# [Challenge]
Reproduce the records below line for line, without changing anything.

A block of data:
++++++++++++++++++++

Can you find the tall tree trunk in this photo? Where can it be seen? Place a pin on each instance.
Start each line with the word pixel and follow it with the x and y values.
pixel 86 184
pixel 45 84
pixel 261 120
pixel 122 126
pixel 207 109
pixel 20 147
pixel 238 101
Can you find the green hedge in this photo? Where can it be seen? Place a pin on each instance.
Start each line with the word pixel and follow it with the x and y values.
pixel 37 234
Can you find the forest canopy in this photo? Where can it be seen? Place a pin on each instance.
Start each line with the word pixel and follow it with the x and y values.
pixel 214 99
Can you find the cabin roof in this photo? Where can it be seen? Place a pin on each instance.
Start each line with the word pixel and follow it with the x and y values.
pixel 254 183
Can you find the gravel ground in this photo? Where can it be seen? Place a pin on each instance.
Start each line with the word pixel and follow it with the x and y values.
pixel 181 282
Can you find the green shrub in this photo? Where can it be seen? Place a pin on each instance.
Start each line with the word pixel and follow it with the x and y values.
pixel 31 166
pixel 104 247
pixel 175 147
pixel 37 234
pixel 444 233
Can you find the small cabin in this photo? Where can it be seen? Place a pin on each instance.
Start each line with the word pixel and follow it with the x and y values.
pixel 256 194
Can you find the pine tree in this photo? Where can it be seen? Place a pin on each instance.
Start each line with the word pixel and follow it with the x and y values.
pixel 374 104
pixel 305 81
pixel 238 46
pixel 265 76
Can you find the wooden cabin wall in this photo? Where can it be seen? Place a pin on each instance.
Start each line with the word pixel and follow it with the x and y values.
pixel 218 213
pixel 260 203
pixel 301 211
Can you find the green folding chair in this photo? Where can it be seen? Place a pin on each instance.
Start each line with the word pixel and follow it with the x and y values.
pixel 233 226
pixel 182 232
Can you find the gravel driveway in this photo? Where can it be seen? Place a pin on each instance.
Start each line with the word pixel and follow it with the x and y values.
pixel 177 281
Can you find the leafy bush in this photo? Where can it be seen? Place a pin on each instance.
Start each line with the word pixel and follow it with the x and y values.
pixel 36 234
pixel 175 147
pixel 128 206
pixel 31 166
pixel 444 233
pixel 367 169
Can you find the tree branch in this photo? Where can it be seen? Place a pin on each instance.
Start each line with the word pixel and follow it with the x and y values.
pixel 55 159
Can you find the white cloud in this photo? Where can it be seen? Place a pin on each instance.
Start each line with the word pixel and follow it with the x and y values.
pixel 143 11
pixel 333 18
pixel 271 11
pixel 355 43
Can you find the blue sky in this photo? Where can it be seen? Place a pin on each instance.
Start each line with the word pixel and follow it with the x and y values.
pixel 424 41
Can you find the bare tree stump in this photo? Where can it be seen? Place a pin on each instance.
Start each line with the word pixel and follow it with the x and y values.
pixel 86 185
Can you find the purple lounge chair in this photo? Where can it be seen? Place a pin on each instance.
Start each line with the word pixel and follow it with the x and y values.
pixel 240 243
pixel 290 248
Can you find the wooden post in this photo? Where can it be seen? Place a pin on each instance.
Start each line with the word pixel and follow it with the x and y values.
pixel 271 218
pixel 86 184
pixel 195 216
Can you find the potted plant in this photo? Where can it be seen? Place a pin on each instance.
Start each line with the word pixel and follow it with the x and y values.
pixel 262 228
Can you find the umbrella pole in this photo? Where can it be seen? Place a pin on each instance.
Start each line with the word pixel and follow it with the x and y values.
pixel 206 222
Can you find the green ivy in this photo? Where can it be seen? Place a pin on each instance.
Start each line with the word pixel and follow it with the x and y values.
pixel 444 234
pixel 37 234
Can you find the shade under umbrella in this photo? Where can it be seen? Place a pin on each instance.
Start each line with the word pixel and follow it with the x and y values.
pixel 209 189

++++++++++++++++++++

# [The result]
Can you find the tall tree trunk in this photo? Where can it be seen? Place a pin on each instance.
Start each line with the word pixel and follow it with the x and y values.
pixel 86 184
pixel 45 84
pixel 261 120
pixel 122 126
pixel 207 109
pixel 20 147
pixel 238 101
Can you find the green hedge in this photo? Where can it be seen? Place a pin on each instance.
Start each line with the word pixel and follow it with the x and y values.
pixel 37 234
Can you find the forest canopy in this photo? Where can it be seen? Place a pin on each instance.
Start each line with the word pixel and follow it with the x and y values.
pixel 214 99
Can you find the cabin roof in this photo? Where can it be seen? Place a pin on each instance.
Start each line with the word pixel and follow it with the x and y values.
pixel 254 183
Can you find the gravel ground in this photo? Where can it be seen? Place a pin on each instance.
Start each line with the word pixel and follow it with the x and y values.
pixel 181 282
Can you find the green shrub in this photo? Where can it be seen? Place a pin on each instance.
Start each line with the word pixel and follow it with the x and y values.
pixel 31 166
pixel 104 247
pixel 175 147
pixel 37 234
pixel 444 233
Can you find the small cabin in this photo? Where can it be seen? Place a pin on each instance.
Start each line with the word pixel and follow it with the x and y values.
pixel 256 194
Can you find the pine tree in this photo? Where can it be seen? Place a pin on each instance.
Start each line with the word pixel and follow it with the x and y values.
pixel 374 104
pixel 305 81
pixel 238 46
pixel 265 76
Can you find the wooden cabin wall in this photo? Where can it be seen? Place a pin on each instance.
Start each line with the word pixel and follow it with the x and y values.
pixel 218 213
pixel 260 203
pixel 301 211
Can you find the green folding chair in this photo? Where can it be seen? Place a pin on each instance.
Start each line with the word pixel and follow it with the x and y values.
pixel 233 226
pixel 182 232
Can you find the gravel driveway in this photo? Where can it be seen? Place a pin on each instance.
Start each line with the word pixel and follow it with the x and y values.
pixel 177 281
Can you find the leafy bush in this photo? Where can it be seen? Place a pin on each instance.
Start each line with the word pixel and follow it with the x and y values.
pixel 36 234
pixel 175 147
pixel 128 206
pixel 31 166
pixel 444 233
pixel 367 169
Can you find the tree branch in this photo? Where can it be seen? Place a pin on each instance.
Start each line with the word pixel and follow it with the x and y values.
pixel 55 159
Can you find the white cloud in this photo? Where can it be seen? Place a pin on each instance.
Start each line with the word pixel and follow it with the x and y values.
pixel 143 11
pixel 333 18
pixel 271 11
pixel 355 43
Can you find the blue sky in this photo? Where can it be seen? Place a pin on each instance.
Start each line with the word pixel and follow it with the x and y values.
pixel 424 41
Can you find the bare tree stump in this photo? Where can it be seen? Place a pin on each instance.
Start each line with the word pixel and follow it with the x and y values.
pixel 86 185
Can you find the purple lounge chair in this photo? Where can it be seen? Place a pin on each instance.
Start each line with the word pixel and follow it with the x and y values.
pixel 240 243
pixel 290 248
Can you find the wooden post in this photo? Where can it be seen? Place a pin on each instance.
Start each line with the word pixel and follow it with the x and y values.
pixel 271 218
pixel 86 184
pixel 195 216
Can you find the potted plant in this photo? Where can it be seen? Place a pin on each instance.
Start each line with the word pixel and follow it with the x and y values.
pixel 262 228
Can you find the umbrella pole in this photo? Where can it be seen? Place a pin on each instance.
Start each line with the word pixel and follow it with the x and y values.
pixel 206 222
Can you find the green ivy in this photo? Where can it be seen? Place a pin on each instance.
Start each line with the word pixel and follow it with the x and y values.
pixel 444 234
pixel 37 234
Can you find the shade under umbrella in this photo? Where can it be seen? Place a pin on each instance.
Start each line with the word pixel and follow it with the x and y values.
pixel 209 189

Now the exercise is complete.